··· GIVEN DATA ···

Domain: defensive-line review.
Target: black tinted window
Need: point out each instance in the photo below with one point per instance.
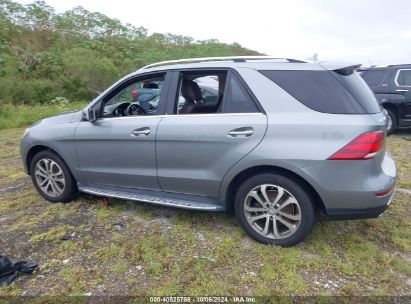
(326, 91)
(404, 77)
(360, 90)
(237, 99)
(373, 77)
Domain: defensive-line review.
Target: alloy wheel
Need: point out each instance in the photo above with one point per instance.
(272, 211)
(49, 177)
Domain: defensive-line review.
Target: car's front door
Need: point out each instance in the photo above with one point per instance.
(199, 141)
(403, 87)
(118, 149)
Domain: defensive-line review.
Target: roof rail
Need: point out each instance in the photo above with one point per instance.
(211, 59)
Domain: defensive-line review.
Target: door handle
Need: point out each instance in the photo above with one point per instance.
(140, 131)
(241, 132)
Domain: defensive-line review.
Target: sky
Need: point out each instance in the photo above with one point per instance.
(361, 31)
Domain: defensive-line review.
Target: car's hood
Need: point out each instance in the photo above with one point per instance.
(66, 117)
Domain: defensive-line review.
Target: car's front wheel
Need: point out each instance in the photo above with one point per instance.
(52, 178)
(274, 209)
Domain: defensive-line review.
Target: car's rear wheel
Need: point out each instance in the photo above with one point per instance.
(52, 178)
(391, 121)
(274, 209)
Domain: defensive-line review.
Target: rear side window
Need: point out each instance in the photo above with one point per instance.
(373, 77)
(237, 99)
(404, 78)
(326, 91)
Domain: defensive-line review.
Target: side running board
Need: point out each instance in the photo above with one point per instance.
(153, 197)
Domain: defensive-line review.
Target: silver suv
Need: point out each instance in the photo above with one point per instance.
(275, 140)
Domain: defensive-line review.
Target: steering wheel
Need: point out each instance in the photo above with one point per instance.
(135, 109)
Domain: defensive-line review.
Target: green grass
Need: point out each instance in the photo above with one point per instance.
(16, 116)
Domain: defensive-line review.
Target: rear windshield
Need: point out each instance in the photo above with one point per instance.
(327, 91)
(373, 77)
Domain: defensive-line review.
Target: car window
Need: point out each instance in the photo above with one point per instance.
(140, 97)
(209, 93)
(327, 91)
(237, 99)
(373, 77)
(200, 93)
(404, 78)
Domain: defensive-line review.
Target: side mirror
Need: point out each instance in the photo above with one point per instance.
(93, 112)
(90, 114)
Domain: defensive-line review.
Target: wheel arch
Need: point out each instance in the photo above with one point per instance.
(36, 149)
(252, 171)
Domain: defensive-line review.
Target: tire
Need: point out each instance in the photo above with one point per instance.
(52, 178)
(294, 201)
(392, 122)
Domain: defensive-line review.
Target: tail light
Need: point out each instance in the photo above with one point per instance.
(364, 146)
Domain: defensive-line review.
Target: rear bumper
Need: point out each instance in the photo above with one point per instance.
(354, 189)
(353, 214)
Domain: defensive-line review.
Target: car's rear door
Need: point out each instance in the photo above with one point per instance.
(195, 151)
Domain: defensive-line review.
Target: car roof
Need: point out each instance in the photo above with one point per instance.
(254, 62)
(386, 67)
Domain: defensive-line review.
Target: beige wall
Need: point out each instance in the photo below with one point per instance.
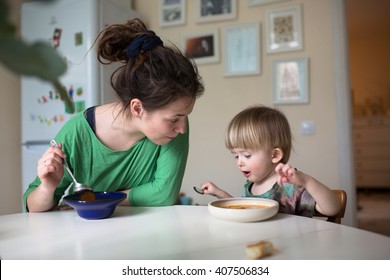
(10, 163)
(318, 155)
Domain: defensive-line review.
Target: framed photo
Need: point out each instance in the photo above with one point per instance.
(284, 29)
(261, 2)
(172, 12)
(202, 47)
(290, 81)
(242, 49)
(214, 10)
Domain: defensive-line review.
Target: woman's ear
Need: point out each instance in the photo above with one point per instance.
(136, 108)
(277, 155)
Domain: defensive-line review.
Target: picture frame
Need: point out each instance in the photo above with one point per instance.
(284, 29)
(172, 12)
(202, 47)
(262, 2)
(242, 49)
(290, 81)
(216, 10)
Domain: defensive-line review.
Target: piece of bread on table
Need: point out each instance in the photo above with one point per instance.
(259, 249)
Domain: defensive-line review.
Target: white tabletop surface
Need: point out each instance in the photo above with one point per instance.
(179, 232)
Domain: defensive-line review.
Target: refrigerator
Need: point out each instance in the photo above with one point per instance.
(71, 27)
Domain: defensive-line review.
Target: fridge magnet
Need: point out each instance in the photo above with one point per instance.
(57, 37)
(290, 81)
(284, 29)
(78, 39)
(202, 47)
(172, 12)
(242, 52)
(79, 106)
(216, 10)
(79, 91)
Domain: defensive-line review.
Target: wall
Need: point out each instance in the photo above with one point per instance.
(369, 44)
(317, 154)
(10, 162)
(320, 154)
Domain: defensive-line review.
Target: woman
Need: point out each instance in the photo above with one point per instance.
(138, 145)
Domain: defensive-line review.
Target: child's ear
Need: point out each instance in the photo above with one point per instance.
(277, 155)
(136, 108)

···

◆ EXERCISE AIM
Write the material out again exactly as it appears, dropping the pictures.

◆ OUTPUT
Domain: defensive-line review.
Target: black tinted window
Need: point out each instance in the photo below with one point per instance.
(326, 91)
(404, 77)
(360, 90)
(237, 99)
(373, 77)
Domain: defensive-line review.
Target: alloy wheel
Need: point out each instance in the photo above with one point per instance.
(272, 211)
(49, 177)
Domain: defensive-line review.
Target: car's front door
Need: point out each instance in the photo above with one point per instance.
(199, 141)
(403, 87)
(118, 149)
Domain: defensive-line review.
Target: roof rail
Need: point out each instance in the photo above with one point per instance.
(211, 59)
Domain: defensive-line review.
Target: door handle
Need: point out each instance in the photo above with one point per instance.
(140, 131)
(241, 132)
Domain: defensive-line review.
Target: sky
Need: point out each instance in the photo above with one point per instance.
(361, 31)
Domain: defensive-line review.
Target: car's hood
Need: point out each instance in the photo above with one point per instance.
(66, 117)
Domain: defensive-line review.
Target: car's front wheel
Need: point out each instance in the photo above with one point per instance.
(52, 178)
(274, 209)
Domain: defensive-line review.
Target: car's rear wheel
Need: point out each instance in the photo above with one point per instance.
(52, 178)
(391, 121)
(274, 209)
Domain: defensive-line review.
Target: rear side window
Need: point out each instance in the photo above with one point per instance.
(373, 77)
(237, 99)
(404, 78)
(326, 91)
Domain: defensive-line review.
Target: side running board
Need: point out each instance in the photo above with one point per instance.
(153, 197)
Domain: defensive-line review.
Target: silver suv
Need: point out each instance in the photo above with one point per instance.
(275, 140)
Domain: defensive-line review.
Target: steering wheel
Need: point out each instance in the photo above with one point per instance.
(135, 109)
Domain: defensive-line review.
Target: green grass
Need: point out each instance in the photo above with one point per instance.
(16, 116)
Domain: defensive-line review.
Target: rear windshield
Need: point out each instance in the photo above with one point per instance.
(327, 91)
(373, 77)
Domain: defensive-line review.
Target: car window
Need: point out each instance in the photo above with one point per instance.
(140, 97)
(209, 93)
(327, 91)
(237, 99)
(373, 77)
(200, 93)
(404, 78)
Domain: defensive-line review.
Target: side mirror
Need: point out each instance in the photo above with one point per instance.
(93, 112)
(90, 114)
Domain: defensive-line review.
Target: wheel arch
Need: point out each instance in the photo above with one point per instance.
(36, 149)
(252, 171)
Domain: defensive-line review.
Target: tire
Need: point out each instance in the photo above with one point per instance.
(52, 178)
(294, 201)
(392, 122)
Domain: defensive-line review.
Target: tail light
Need: point out each instance in the photo above with one point per instance.
(364, 146)
Domain: defensive-line review.
Target: rear bumper
Need: point out each instance in the photo above with one point per instance.
(354, 189)
(353, 214)
Domain: defensive-line review.
Target: car's rear door
Need: point out each instance in the photo above with one point per instance.
(195, 151)
Domain: defensive-line review.
Target: car roof
Need: point out each instance in the photo above with one point per instance.
(254, 62)
(386, 67)
Domain: defensive-line review.
Target: beige wall
Need: point out each instance in the photo below with one point per instance.
(10, 163)
(318, 155)
Domain: defensive-line review.
Target: framed photo
Need: point out each instance in the photo above with one point per instance.
(284, 29)
(261, 2)
(172, 12)
(202, 47)
(290, 81)
(242, 49)
(214, 10)
Domain: defensive-line review.
Target: woman's ear
Need: point out each instance in the photo above with one point per instance.
(136, 108)
(277, 155)
Domain: defensive-line review.
Target: picture frame
Need: point out each instance in the photo above with one point per instance.
(284, 29)
(172, 12)
(202, 47)
(262, 2)
(242, 49)
(290, 81)
(216, 10)
Domain: defensive-line review.
Target: piece of bread on table
Need: point out each instance in the photo above with one point per instance.
(259, 249)
Domain: defensive-line review.
Target: white tabletop surface
Need: point out each instance in the photo above with one point per instance.
(179, 232)
Domain: defensive-line review.
Target: refrigerator
Need: point out each instance in the photo above with one point per instance.
(71, 27)
Domain: defensive-line review.
Target: fridge magnet
Need: point out each instance in the photo above with one point per instance.
(57, 37)
(290, 81)
(284, 29)
(78, 39)
(202, 47)
(172, 12)
(242, 52)
(79, 106)
(216, 10)
(79, 91)
Domain: defensive-line review.
Target: wall
Need: point out each instance in the photo above with one point per instance.
(369, 44)
(317, 154)
(10, 162)
(320, 154)
Domain: defensive-line review.
Target: woman
Need: point out each instance in the photo above with one point per instance.
(138, 145)
Domain: defensive-line review.
Target: child's ear
Need: point out each instance in the photo above with one point per instance.
(277, 155)
(136, 108)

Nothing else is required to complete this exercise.